DATA EXCERPTS —
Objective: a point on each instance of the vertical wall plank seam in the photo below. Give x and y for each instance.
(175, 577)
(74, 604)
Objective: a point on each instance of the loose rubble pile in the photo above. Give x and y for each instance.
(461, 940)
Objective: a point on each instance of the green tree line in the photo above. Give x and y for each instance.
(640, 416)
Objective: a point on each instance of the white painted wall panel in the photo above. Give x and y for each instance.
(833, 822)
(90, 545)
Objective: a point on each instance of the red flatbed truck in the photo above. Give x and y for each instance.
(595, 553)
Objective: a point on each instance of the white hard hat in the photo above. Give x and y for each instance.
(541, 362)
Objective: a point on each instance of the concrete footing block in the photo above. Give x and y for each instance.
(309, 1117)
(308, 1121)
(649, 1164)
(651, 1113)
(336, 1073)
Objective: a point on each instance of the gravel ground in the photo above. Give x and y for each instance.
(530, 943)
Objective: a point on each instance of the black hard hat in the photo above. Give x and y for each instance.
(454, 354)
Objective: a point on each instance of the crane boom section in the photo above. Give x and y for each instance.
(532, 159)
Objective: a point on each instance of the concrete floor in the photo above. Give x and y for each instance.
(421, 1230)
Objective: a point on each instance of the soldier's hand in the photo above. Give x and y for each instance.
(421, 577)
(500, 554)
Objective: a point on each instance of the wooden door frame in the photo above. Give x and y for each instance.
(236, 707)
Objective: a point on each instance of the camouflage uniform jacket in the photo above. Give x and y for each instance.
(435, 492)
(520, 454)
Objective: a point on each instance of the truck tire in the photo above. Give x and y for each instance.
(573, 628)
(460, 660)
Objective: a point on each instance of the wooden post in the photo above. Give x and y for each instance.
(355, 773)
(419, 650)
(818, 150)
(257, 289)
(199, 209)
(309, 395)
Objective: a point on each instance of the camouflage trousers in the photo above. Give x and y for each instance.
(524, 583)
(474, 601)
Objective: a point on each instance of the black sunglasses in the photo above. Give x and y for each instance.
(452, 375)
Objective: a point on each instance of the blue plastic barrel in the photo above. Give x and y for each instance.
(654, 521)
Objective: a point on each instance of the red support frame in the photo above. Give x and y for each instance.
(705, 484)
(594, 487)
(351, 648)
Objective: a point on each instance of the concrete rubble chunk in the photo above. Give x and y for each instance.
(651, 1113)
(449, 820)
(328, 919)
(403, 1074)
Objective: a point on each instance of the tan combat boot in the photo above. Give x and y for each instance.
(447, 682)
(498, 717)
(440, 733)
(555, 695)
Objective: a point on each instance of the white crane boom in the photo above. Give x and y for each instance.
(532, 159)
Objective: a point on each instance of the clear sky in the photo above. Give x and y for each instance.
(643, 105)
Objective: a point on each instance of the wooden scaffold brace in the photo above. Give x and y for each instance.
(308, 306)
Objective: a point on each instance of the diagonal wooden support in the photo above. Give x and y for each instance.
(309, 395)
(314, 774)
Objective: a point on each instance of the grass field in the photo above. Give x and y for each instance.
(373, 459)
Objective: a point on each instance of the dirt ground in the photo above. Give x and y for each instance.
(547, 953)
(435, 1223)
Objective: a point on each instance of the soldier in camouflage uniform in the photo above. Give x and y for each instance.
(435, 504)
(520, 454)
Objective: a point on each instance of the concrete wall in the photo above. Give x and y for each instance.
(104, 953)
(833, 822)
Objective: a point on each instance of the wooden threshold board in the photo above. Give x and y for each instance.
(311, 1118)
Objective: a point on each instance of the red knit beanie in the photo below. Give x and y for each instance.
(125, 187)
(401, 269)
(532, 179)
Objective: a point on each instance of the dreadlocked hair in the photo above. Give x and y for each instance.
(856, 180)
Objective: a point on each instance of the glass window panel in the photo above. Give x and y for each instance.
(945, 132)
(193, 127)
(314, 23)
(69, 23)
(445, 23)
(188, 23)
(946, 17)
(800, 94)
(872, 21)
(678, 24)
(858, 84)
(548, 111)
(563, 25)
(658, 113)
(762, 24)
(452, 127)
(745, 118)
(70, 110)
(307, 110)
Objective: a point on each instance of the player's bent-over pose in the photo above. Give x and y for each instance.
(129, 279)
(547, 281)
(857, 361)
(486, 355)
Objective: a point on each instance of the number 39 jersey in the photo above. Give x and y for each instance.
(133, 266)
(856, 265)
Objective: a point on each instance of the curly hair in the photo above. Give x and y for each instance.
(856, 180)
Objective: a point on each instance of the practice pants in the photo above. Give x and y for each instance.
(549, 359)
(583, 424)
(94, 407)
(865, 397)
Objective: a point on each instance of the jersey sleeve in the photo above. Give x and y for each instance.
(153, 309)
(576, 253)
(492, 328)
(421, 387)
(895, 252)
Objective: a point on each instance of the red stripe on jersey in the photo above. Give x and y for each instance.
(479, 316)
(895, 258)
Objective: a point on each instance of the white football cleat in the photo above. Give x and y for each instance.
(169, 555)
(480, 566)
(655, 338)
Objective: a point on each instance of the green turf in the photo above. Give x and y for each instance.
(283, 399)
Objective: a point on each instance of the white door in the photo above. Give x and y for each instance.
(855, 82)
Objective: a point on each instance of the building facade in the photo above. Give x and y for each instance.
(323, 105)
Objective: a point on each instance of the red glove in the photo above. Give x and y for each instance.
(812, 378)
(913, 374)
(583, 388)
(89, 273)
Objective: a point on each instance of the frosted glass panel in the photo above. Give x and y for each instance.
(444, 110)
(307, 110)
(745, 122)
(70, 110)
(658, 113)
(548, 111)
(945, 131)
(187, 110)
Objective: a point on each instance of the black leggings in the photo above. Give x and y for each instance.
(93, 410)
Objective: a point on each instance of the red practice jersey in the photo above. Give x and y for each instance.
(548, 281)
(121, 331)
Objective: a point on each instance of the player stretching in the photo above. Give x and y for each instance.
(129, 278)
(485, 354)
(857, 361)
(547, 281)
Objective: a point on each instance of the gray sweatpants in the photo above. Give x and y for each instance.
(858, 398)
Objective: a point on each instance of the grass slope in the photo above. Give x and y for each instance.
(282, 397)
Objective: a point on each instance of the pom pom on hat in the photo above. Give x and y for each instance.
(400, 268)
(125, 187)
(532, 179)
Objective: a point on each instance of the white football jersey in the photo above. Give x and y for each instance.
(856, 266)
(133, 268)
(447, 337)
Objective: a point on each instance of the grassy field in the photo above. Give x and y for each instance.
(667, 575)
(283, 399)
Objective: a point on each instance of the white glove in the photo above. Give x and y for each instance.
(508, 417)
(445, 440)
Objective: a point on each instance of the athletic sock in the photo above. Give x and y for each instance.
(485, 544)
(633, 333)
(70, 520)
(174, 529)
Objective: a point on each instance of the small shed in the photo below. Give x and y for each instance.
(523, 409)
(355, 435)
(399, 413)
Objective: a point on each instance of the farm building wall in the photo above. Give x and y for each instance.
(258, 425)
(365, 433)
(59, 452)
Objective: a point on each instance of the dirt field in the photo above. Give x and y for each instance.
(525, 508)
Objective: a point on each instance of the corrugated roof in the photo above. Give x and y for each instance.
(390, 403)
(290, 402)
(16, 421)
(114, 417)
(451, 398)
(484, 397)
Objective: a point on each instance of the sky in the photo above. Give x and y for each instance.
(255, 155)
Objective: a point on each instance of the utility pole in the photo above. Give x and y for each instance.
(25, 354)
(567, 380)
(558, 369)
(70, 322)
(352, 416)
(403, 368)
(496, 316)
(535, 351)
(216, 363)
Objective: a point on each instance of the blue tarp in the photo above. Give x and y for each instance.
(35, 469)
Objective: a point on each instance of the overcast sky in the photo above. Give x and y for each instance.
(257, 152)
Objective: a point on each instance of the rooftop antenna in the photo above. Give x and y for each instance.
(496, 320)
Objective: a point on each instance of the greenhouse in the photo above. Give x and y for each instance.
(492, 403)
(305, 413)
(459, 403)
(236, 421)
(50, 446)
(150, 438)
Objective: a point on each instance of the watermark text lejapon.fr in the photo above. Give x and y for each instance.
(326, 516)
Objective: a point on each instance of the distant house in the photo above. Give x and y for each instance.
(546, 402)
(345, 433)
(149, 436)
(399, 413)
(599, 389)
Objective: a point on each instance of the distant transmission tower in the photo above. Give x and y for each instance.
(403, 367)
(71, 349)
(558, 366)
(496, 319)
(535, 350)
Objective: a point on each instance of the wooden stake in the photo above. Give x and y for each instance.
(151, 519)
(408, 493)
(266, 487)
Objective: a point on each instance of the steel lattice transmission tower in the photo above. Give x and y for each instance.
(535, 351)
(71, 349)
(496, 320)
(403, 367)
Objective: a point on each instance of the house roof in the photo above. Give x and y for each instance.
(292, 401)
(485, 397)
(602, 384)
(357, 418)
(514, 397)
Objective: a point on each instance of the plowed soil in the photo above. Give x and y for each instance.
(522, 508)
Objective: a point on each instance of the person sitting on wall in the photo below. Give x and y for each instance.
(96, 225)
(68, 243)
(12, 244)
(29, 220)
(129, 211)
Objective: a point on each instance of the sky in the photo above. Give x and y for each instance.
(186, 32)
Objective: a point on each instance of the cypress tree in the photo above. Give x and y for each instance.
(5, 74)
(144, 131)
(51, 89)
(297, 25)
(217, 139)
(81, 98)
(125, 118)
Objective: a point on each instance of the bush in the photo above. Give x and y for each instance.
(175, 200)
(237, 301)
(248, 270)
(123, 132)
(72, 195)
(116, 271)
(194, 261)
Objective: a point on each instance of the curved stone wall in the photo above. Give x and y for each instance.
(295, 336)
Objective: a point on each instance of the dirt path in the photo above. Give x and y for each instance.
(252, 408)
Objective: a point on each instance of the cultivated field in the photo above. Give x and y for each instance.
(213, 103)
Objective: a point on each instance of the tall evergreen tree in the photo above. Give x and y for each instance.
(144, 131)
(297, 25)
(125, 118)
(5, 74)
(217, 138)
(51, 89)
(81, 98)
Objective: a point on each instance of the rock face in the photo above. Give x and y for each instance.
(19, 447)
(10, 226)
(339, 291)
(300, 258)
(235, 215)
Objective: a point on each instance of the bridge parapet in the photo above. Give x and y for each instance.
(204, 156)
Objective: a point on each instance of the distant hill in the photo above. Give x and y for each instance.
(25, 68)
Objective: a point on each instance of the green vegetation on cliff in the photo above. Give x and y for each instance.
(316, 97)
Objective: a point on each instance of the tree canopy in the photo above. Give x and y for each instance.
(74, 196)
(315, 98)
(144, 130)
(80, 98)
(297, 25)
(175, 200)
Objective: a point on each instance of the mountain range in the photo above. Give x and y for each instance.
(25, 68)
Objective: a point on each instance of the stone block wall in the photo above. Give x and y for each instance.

EXERCISE INSTRUCTIONS — All lines from the one with "Objective: a point on each instance of the tree" through the end of the data must be repeated exactly, and nothing else may be repeated.

TASK SOLUTION —
Objective: a point on each instance of the tree canopy in the photo above. Give x and y for each instance.
(74, 196)
(315, 98)
(144, 130)
(80, 98)
(297, 25)
(175, 200)
Objective: a point on each instance of the mountain range in the photo above. Give x and y for each instance.
(25, 68)
Objective: a point on each instance of the stone block wall in the photo above. Give x and y for each instance.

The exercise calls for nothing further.